- **DOCUMENT TEXT**:
════

Here deepmind's sc2 environment is simplified and converted to OpenAI's gym environment so that any existing atari-codes can be applied to simplified sc2-minigames.
The FullyConv -policy (smaller version) from https://deepmind.com/documents/110/sc2le.pdf is implemented and plugged into OpenAI-Baselines a2c implementation.
With this the 3 easiest mini-games can be "solved" quickly.
See also: https://github.com/islamelnabarawy/sc2agents and https://github.com/islamelnabarawy/sc2gym for similar project (stuff here was done independently but later).
Map | Episodes | Avg score | Max score | Deepmind avg | Deepmind max |
MoveToBeacon | 32*200 | 25 | 30 | 26 | 45 |
CollectMineralShards** | 32*5000 | 73 | 100 | 103 | 134 |
DefeatRoaches** | 48*4000 | 46 | 260 | 100 | 355 |
**CollectMineralShards and DefeatRoaches performance was still improving slightly
- Avg and max are from the last n_envs*100 episodes.
- For all maps used the parameters seen in the repo except n_envs=32 (48 in DefeatRoaches).
- Episodes is the total number of playing-episodes over all environments.
Deepmind scores are shown for comparison. They are the FullyConv ones reported in the release paper.
Install the requirements (Baselines etc) below, clone the repo and do
python run_sc2_a2c.py --map_name MoveToBeacon --n_envs 32
This won't save any files. Some results are printed to stdout.
- Python 3 (will NOT work with python 2)
- Open AI's baselines (tested with 0.1.4) (Can also skip the installation and dump the baselines folder inside this repo, most of the dependencies in baselines are not really if use only a2c)
- pysc2 (tested with v1.2)
- Tensorflow (tested with 1.3.0)
- Other standard python packages like numpy etc.
Here we use only the screen-player-relative observation from the original observation space. Action space is limited only to one action: Select army followed by Attack Move (same for the author when he plays sc2).
With this slice from observation/action space we can make agent to learn the 3 mini-games mentioned above. However for anything more complicated it's not enough.
The action/obs-space limitation makes the problem very much easier, faster and less general/interesting. Because of this and the differences in the network and hyperparamteres the scores are not directly comparable with the release-paper.
The achieved scores here are considerably lower than the Deepmind results which suggests that the limited action space is not enough to achieve optimal performance (e.g micro against roaches or using two marines separately in shards).

════

- **TASKS TO PERFORM**:
1 - In the sc2 project description, copy out the part that opens with the words containing "See also: https://github.com/islamelnabarawy/sc2agents" and closes with "over all environments.".
2 - According to the sc2 project description, which single action is the action space limited to?

(Point-per-instance localization data)

════

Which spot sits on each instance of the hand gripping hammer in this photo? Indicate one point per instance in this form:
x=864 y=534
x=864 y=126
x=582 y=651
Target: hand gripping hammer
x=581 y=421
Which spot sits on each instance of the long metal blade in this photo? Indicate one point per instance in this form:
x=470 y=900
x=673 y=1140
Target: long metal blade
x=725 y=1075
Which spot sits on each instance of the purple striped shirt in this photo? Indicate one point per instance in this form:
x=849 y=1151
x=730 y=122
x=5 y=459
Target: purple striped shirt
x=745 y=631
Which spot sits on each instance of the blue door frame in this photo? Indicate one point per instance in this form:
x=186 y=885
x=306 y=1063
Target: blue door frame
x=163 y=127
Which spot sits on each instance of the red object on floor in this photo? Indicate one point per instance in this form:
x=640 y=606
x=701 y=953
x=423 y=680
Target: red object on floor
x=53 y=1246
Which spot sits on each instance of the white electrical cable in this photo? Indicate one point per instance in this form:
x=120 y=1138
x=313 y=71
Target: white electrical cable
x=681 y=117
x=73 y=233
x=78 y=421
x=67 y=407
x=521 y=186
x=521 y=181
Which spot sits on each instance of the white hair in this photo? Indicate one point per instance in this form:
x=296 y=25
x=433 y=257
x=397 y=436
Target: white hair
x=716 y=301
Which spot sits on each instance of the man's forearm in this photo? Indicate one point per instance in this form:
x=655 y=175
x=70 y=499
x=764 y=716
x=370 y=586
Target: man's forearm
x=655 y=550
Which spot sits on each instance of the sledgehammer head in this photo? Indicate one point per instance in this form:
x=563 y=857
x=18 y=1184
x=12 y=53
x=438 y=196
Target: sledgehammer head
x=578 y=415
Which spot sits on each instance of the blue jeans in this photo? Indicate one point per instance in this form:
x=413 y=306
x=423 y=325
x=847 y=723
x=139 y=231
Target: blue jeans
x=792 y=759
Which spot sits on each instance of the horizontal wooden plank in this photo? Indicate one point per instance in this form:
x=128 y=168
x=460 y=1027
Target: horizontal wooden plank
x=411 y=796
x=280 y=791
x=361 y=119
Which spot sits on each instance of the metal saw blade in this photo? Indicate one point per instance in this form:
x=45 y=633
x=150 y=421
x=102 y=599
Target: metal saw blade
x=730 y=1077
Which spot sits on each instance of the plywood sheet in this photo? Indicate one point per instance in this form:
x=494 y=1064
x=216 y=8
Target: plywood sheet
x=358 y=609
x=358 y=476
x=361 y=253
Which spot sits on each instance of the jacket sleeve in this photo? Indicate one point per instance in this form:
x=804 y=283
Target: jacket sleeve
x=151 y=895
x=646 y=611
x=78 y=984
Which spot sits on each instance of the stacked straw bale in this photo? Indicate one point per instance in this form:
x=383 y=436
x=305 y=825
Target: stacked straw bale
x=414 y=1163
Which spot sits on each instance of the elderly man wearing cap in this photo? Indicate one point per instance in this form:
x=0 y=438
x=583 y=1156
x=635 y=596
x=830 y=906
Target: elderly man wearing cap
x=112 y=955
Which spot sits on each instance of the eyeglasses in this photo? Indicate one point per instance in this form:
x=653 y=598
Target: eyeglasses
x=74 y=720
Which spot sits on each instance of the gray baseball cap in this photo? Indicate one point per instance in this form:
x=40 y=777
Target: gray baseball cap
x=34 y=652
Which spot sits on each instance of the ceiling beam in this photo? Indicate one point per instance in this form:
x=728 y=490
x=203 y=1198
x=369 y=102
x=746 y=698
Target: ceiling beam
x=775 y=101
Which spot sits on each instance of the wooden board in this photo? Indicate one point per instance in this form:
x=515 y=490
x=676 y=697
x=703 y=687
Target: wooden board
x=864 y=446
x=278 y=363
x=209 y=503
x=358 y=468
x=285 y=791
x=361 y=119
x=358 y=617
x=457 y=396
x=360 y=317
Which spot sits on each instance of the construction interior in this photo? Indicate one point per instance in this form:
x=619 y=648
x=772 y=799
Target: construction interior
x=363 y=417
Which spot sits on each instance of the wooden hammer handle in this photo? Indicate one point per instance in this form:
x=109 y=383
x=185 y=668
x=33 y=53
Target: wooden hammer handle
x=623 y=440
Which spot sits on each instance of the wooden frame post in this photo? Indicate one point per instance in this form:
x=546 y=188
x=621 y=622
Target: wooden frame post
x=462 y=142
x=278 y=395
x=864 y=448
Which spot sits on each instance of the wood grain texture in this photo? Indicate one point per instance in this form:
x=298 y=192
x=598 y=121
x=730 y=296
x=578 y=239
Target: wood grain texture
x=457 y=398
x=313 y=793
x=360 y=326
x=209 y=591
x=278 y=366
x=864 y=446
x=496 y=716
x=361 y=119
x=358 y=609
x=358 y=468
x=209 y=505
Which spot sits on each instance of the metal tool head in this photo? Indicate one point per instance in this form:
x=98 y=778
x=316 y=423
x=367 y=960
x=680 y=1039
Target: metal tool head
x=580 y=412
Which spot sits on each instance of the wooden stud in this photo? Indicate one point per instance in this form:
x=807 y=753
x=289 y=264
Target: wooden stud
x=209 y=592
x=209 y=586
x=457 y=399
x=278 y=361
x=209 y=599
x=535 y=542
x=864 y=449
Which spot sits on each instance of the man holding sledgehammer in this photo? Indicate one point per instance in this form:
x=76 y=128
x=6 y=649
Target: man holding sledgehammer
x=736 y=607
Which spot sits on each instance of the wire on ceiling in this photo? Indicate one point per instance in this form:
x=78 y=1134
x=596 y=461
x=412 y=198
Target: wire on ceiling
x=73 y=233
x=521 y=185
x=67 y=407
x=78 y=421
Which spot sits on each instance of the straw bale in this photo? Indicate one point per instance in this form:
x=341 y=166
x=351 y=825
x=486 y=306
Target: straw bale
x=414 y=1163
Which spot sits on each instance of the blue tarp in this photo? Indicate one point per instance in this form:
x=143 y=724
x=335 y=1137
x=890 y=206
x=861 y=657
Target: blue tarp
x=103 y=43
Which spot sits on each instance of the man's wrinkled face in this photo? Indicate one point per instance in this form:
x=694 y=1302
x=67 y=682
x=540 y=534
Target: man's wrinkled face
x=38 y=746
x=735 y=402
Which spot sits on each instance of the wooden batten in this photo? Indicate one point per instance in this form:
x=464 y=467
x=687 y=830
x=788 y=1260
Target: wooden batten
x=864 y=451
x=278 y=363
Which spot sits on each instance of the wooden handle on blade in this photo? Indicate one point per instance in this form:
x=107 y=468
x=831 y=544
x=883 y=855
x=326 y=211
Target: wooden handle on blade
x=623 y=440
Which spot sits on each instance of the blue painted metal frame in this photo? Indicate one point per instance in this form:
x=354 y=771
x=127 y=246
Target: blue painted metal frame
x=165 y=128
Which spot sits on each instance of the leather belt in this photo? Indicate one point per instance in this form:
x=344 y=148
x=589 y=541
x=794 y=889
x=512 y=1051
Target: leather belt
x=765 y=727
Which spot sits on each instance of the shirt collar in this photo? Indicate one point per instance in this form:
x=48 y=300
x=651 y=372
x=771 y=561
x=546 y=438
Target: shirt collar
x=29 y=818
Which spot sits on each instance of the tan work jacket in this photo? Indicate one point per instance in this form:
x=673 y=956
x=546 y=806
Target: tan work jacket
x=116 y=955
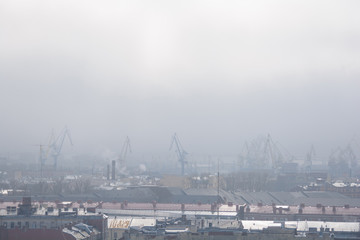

════

- **ANSWERS TO THE EXERCISE**:
1 -
See also: https://github.com/islamelnabarawy/sc2agents and https://github.com/islamelnabarawy/sc2gym for similar project (stuff here was done independently but later).
Map | Episodes | Avg score | Max score | Deepmind avg | Deepmind max |
MoveToBeacon | 32*200 | 25 | 30 | 26 | 45 |
CollectMineralShards** | 32*5000 | 73 | 100 | 103 | 134 |
DefeatRoaches** | 48*4000 | 46 | 260 | 100 | 355 |
**CollectMineralShards and DefeatRoaches performance was still improving slightly
- Avg and max are from the last n_envs*100 episodes.
- For all maps used the parameters seen in the repo except n_envs=32 (48 in DefeatRoaches).
- Episodes is the total number of playing-episodes over all environments.

2 - Select army followed by Attack Move.